◆ The task
Show each line of the rows below that contains the string "mirror", treating uppercase and lowercase as different.

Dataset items
◆ ◆ ◆ ◆ ◆ ◆ ◆
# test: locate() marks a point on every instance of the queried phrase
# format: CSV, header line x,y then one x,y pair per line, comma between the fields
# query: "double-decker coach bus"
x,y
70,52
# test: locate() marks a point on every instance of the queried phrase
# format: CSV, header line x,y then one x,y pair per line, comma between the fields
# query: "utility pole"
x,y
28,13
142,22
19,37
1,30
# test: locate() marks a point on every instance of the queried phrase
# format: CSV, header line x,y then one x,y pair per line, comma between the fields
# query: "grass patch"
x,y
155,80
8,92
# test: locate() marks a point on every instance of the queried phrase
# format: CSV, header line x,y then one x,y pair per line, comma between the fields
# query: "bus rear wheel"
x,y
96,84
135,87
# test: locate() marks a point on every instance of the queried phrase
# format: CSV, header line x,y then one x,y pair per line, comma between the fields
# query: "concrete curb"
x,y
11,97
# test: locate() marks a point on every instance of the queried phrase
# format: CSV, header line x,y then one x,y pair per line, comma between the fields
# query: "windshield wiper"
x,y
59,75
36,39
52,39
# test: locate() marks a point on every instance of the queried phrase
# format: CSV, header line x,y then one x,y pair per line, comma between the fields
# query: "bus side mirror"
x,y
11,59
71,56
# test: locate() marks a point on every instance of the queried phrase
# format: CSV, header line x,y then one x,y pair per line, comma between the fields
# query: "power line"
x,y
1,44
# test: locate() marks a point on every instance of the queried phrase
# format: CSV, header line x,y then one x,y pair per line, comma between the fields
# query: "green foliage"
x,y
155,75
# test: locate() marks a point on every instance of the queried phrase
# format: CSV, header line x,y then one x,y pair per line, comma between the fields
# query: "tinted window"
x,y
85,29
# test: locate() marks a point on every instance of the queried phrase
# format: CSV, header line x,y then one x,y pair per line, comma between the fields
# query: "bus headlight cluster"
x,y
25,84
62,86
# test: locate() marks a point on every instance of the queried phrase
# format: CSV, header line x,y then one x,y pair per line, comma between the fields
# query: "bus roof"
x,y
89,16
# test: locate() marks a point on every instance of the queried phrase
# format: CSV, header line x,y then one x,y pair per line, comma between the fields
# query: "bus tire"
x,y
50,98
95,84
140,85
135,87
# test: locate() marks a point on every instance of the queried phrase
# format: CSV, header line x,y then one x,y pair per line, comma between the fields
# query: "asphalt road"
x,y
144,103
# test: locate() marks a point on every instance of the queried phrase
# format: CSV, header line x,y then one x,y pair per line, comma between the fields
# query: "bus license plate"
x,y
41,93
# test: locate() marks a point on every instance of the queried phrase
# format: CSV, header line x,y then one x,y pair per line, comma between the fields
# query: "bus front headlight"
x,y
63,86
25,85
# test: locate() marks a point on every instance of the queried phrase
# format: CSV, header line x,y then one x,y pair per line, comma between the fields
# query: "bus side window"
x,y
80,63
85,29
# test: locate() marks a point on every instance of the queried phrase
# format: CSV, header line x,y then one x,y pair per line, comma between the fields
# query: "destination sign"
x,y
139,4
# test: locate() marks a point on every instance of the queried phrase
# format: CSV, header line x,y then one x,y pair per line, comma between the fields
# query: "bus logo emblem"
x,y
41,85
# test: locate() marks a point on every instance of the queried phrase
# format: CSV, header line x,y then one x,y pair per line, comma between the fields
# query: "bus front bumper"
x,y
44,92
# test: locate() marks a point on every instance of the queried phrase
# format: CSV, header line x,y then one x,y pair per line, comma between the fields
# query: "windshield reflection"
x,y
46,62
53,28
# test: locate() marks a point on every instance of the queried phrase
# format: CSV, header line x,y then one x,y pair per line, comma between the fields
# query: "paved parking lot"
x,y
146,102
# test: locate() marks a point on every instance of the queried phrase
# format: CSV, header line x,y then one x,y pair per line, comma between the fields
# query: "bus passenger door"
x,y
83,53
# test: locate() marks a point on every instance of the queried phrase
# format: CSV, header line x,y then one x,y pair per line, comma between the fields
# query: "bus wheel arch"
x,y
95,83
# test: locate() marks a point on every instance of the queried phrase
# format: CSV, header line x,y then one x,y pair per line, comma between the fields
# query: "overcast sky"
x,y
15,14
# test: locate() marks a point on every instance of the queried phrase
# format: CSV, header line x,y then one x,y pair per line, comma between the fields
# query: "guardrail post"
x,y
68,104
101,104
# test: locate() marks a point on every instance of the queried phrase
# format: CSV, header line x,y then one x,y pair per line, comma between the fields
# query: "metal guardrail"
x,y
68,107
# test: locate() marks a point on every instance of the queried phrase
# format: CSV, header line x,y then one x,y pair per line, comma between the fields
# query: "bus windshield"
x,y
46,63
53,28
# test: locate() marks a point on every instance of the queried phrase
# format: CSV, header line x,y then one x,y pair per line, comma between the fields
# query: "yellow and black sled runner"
◆ ◆ ◆ ◆ ◆ ◆ ◆
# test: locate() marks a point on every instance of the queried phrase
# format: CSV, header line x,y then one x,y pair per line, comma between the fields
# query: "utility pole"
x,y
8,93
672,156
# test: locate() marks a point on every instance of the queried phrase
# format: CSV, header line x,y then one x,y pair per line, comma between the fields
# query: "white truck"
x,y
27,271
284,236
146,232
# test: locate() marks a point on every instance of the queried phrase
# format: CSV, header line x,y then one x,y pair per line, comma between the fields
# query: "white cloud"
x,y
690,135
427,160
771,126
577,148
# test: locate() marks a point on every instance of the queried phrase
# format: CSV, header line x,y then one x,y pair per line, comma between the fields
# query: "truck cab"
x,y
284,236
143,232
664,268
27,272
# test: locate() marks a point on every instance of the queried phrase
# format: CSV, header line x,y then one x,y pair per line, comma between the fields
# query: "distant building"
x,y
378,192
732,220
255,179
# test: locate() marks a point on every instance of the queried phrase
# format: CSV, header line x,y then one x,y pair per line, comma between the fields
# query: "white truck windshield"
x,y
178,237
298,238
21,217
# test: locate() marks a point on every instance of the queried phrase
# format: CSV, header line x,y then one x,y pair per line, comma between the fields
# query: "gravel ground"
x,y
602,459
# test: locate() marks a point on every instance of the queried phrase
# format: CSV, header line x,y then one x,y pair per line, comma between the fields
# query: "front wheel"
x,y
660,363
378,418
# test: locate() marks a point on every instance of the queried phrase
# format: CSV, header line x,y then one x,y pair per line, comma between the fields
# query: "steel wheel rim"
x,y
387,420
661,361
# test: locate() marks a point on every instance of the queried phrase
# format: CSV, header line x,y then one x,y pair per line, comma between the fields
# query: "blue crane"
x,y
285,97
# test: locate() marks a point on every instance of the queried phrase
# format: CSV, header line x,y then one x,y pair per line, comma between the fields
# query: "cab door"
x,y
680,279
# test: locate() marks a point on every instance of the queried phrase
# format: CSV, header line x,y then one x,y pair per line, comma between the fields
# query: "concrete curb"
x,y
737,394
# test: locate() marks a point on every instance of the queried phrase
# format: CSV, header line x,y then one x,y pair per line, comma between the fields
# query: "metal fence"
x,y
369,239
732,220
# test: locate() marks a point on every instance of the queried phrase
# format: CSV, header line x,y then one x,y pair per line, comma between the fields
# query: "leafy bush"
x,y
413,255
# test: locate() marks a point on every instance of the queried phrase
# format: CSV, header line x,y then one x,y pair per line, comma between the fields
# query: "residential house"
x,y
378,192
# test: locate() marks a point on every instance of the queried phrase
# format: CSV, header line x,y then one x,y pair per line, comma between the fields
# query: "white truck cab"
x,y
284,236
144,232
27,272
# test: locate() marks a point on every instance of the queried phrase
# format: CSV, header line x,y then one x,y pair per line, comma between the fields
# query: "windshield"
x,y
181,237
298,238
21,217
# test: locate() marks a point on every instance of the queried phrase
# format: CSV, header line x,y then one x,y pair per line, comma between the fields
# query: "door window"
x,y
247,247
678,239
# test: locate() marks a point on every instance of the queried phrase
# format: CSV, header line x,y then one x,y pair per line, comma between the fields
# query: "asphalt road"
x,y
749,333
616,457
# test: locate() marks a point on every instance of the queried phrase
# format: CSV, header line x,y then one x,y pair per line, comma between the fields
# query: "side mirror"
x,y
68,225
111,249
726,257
◆ ◆ ◆ ◆ ◆ ◆ ◆
◆ Output for this exercise
# query: "bus side mirror"
# query: "side mirror"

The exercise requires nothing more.